Cette solution s’explique notamment par le fait que l’expression « constatations purement matérielles » doit s’entendre comme « toute situation personnellement constatée par l’huissier de justice au moyen de ses sens, et qu’il n’a pas provoquée par une opération intellectuelle de nature à troubler sa qualité de tiers neutre, indépendant et impartial » [2]. Or, conclure une vente suppose la manifestation d’une volonté juridique, et donc une forme d’opération intellectuelle[3].
De plus, si le commissaire de justice achetait lui-même le produit litigieux, il devrait se présenter à l’occupant des lieux, exposer sa mission, et requérir son accord pour que les constatations soient dressées, ce qui est incompatible avec le constat d’achat qui, bien souvent, initie une procédure de saisie-contrefaçon où l’effet de surprise est crucial.
Un des affres du constat est son lieu, et le commissaire de justice a comme spectre la violation de domicile (hors titre exécutoire).
Il est constant, et la loi le permet (CCH. art. L. 126-14 [LXB= L1706MAG]), qu’il peut accéder aux parties communes afin de signifier un acte ou exécuter une décision de justice… Mais qu’en est-il lorsqu’il faut accéder aux parties communes dans le cadre d’un constat ? La loi est silencieuse sur ce point, et cela semble donc exclu.

- **CONSIGNE**: Reprenez le texte sur les constats du commissaire de justice juste après sa dernière phrase, en restant sur le même sujet.

- **EXTRAIT DES DONNÉES**:
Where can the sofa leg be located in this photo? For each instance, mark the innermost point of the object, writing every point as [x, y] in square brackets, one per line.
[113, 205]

- **RÉPONSE ATTENDUE**:
Requis par un des occupants de l’immeuble ou un des copropriétaires, cela ne pose pas de problème (CA Limoges, 20 mars 2018, n° 17/00464 N° Lexbase : A804237Y, Loyers et copr., 2018, comm. 114, obs. B.Vial-Pedroletti). Mais quid lorsque le constat est demandé par un tiers comme c’était le cas dans l’espèce tranchée par la juridiction de proximité de Paris, le 14 février dernier.
En l’espèce, un bailleur avait fait délivrer un congé pour reprise à son locataire, qui avait donc quitté les lieux. Peu de temps après, le locataire évincé s’aperçoit que son ancien logement a fait l’objet de travaux et est proposé à nouveau à la location avec un loyer plus élevé. Il conteste donc le bien-fondé du congé et mandate un commissaire de justice pour se rendre dans les parties communes de son ancien immeuble (le jugement est silencieux mais il est plausible de penser qu’il fallait constater les noms sur boîte aux lettres et tableau des occupants qui devaient donc être différents du bénéficiaire de la reprise dont l’identité est indiquée dans le congé à peine de nullité). Etrangement, l’officier public et ministériel accède à sa demande et dresse le constat. L’acte est bien évidemment critiqué par le bailleur au motif que l’huissier qui est entré dans le hall de l’immeuble pour dresser son constat ne disposait pas d’une autorisation judiciaire pour pénétrer dans un lieu privé.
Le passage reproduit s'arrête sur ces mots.